THURSDAY, Nov. 18 (HealthDay News) -- Knowing when to take antibiotics -- and when not to -- can help fight the rise of deadly "superbugs," say experts at the U.S. Centers for Disease Control and Prevention.
About half of antibiotics prescribed are unnecessary or inappropriate, the agency says, and overuse has helped create bacteria that don't respond, or respond less effectively, to the drugs used to fight them.
"Antibiotics are a shared resource that has become a scarce resource," said Dr. Lauri Hicks, a medical epidemiologist at the CDC. She's also medical director a of new program, Get Smart: Know When Antibiotics Work, that had its launch this week. "Everyone has a role to play in preventing the spread of antibiotic resistance," Hicks said.
The stakes are high, said Dr. Arjun Srinivasan, CDC's associate director for health care-associated infection prevention programs. Almost every type of bacteria has become stronger and less responsive to antibiotic treatment, he said.

### Dataset excerpts
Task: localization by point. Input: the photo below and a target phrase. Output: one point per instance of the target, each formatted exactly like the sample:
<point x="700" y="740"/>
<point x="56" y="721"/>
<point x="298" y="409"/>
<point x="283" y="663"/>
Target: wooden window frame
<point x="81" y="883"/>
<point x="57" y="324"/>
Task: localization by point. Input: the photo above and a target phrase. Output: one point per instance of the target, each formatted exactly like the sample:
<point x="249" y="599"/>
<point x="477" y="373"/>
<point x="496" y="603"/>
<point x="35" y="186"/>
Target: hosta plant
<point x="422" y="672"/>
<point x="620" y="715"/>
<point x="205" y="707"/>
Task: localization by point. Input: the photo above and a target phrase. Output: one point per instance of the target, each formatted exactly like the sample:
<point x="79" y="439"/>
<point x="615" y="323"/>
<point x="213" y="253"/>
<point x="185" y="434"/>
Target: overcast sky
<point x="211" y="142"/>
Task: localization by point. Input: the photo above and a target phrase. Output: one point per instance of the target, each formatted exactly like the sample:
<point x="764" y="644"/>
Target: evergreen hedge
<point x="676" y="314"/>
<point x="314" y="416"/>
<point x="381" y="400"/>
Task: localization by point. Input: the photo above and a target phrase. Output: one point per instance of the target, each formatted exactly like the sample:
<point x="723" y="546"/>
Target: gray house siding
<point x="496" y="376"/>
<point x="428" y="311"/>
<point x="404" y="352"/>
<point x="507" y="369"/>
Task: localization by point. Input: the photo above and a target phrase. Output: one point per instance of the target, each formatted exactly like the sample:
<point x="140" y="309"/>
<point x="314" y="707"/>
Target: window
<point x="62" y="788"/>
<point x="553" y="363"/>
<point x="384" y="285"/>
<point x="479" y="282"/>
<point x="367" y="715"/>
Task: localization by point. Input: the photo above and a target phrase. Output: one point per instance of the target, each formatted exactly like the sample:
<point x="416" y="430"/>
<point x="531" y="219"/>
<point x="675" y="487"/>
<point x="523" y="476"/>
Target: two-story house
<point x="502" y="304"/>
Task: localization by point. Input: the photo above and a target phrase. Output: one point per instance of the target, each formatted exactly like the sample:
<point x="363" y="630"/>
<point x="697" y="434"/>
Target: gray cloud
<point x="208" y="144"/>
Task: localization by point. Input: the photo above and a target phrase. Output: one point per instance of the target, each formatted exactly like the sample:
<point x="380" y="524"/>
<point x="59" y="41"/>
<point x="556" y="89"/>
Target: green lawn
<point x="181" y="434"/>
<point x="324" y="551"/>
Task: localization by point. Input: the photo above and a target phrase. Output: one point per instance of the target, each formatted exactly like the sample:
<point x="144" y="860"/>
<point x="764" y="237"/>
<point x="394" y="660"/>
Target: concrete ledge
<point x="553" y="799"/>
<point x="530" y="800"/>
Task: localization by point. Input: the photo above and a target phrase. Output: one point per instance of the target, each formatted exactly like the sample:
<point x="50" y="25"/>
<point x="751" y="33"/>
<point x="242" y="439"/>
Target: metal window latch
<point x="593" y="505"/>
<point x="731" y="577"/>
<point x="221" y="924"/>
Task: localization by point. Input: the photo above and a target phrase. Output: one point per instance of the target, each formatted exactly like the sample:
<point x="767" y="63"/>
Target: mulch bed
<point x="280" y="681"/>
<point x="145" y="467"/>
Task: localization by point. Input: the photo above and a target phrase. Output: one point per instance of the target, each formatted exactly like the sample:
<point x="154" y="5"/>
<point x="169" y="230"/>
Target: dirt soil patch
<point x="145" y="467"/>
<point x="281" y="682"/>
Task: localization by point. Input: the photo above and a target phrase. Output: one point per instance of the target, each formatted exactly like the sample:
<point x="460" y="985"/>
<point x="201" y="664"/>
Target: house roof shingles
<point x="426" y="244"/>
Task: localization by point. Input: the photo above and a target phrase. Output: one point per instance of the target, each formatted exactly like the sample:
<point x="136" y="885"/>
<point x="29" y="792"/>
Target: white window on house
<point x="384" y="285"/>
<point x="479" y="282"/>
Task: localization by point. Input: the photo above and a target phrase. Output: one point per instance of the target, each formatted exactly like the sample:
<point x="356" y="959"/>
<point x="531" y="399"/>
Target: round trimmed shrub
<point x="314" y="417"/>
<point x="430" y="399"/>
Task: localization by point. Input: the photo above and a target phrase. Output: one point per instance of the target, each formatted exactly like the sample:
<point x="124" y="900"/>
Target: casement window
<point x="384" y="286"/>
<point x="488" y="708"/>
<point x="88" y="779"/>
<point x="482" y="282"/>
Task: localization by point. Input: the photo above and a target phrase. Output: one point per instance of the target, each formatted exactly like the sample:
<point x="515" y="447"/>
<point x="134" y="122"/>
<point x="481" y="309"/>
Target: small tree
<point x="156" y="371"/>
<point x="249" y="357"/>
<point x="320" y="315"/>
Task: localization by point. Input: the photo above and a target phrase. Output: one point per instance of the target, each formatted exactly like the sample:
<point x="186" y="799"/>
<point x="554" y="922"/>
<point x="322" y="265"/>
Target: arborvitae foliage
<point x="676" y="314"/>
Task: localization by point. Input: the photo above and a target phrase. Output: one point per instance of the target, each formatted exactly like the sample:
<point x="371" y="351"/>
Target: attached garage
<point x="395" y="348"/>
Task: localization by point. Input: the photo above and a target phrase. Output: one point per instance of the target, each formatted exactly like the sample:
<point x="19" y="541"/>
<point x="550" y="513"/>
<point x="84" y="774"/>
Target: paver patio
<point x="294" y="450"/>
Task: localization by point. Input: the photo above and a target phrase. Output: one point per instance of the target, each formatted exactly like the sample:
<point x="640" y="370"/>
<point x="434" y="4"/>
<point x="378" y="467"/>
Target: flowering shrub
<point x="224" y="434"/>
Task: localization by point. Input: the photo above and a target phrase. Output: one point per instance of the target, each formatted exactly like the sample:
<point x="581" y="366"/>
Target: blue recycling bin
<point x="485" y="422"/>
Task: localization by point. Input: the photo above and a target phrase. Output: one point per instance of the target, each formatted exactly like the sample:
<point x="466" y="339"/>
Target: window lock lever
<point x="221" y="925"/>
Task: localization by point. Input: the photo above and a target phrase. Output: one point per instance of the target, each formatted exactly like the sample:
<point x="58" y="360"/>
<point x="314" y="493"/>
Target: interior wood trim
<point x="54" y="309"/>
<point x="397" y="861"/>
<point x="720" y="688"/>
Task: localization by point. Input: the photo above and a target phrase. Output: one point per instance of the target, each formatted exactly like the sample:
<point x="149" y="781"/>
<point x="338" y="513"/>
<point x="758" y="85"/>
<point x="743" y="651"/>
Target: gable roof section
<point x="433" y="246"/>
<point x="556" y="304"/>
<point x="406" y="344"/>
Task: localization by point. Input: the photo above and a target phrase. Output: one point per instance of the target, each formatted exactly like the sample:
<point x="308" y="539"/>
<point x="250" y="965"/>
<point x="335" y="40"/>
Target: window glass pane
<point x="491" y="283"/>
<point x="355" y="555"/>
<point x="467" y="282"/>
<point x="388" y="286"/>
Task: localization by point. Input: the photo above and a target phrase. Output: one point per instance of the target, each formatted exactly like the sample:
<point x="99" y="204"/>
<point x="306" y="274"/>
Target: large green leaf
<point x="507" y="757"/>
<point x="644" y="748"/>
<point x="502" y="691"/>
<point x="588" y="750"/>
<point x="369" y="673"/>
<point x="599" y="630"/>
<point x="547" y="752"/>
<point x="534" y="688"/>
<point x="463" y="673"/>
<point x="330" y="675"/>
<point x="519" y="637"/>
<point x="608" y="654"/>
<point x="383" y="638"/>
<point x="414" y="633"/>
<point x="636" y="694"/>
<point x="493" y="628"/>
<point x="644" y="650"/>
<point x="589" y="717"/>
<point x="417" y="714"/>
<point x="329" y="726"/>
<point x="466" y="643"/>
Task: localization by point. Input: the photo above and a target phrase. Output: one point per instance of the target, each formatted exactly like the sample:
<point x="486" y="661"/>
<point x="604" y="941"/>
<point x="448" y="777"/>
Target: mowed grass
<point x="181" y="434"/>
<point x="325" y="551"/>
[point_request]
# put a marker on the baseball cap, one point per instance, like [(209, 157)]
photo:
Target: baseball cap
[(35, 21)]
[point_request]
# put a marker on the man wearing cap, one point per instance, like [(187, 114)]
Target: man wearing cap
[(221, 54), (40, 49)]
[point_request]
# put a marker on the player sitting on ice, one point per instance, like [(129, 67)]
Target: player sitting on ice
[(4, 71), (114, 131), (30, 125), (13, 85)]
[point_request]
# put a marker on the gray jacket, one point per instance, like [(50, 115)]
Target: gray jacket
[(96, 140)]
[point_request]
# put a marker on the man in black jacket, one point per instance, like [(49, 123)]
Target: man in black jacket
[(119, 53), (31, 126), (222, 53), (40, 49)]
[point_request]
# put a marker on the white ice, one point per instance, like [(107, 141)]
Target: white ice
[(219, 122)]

### TASK INSTRUCTIONS
Would you return the passage of the antibiotics article between "THURSDAY, Nov. 18" and "to fight them.", inclusive, copied word for word? Nothing in the listing is needed here.

### REPLY TO THE TASK
THURSDAY, Nov. 18 (HealthDay News) -- Knowing when to take antibiotics -- and when not to -- can help fight the rise of deadly "superbugs," say experts at the U.S. Centers for Disease Control and Prevention.
About half of antibiotics prescribed are unnecessary or inappropriate, the agency says, and overuse has helped create bacteria that don't respond, or respond less effectively, to the drugs used to fight them.